Please give only the number of lines in the material below that contain the string "above", where case counts.

-- Begin Items --

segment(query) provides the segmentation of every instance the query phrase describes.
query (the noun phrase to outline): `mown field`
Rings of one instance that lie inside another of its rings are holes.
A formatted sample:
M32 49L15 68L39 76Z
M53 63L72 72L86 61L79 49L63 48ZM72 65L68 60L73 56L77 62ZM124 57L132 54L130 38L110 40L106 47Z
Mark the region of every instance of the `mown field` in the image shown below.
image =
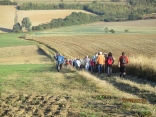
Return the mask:
M156 55L153 51L156 44L154 24L146 23L145 26L145 23L138 22L138 25L131 25L138 31L132 32L131 29L129 33L124 32L130 29L125 24L113 24L111 27L111 24L95 23L28 34L28 38L43 42L41 44L18 38L24 34L1 34L0 116L155 117L156 84L132 74L122 79L118 71L114 71L123 50L130 58L129 65L141 64L150 69L152 66L155 70L155 60L151 59ZM116 33L106 34L106 26L116 29ZM147 30L141 32L143 27ZM117 29L121 32L118 33ZM115 58L113 77L66 69L65 66L58 73L55 61L50 61L36 45L45 47L46 51L51 50L51 56L57 50L68 58L92 57L98 51L111 51ZM27 61L22 56L27 56ZM5 63L4 59L10 62ZM151 66L149 61L153 63ZM122 98L143 98L146 102L124 103Z
M96 52L112 52L114 71L118 71L118 58L122 51L130 58L129 73L155 81L156 34L155 20L131 22L94 23L35 32L30 38L55 49L69 59L91 58ZM105 28L115 30L106 33ZM128 33L125 30L129 30ZM70 36L69 36L70 35ZM152 62L153 64L149 65Z
M0 5L0 33L11 32L14 25L15 6Z
M24 17L29 17L32 26L37 26L42 23L49 23L52 19L65 18L72 12L90 13L84 10L21 10L18 11L18 21L22 21Z

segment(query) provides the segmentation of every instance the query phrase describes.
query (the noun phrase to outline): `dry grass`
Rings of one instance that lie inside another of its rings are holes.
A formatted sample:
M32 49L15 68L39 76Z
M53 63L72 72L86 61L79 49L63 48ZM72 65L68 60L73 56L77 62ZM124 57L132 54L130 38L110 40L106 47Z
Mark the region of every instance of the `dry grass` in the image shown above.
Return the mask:
M156 35L77 35L34 37L34 40L57 50L69 59L91 58L95 52L112 52L115 63L114 71L121 52L129 57L127 73L155 81L156 66ZM149 65L149 63L152 63Z
M14 25L16 8L15 6L0 5L0 9L0 33L11 32ZM89 13L84 10L17 10L17 19L21 24L23 18L29 17L32 22L32 26L36 26L42 23L50 22L52 19L65 18L72 12Z
M14 25L15 6L0 5L0 33L11 32Z
M68 58L92 57L95 52L112 52L117 61L122 51L128 56L155 57L156 35L77 35L33 37L43 42ZM131 60L130 60L131 62Z

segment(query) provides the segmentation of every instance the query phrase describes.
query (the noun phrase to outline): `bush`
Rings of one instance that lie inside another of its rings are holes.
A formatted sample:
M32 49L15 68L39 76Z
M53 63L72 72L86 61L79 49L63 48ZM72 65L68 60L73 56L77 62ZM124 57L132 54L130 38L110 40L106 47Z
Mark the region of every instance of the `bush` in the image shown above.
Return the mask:
M111 32L111 33L115 33L115 30L111 29L109 32Z

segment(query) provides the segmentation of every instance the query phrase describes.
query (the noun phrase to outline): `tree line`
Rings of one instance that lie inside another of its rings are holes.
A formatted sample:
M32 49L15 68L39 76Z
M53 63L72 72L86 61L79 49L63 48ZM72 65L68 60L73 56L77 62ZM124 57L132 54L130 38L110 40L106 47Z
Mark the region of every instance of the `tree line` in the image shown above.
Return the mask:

-- End Items --

(Reply to the exercise):
3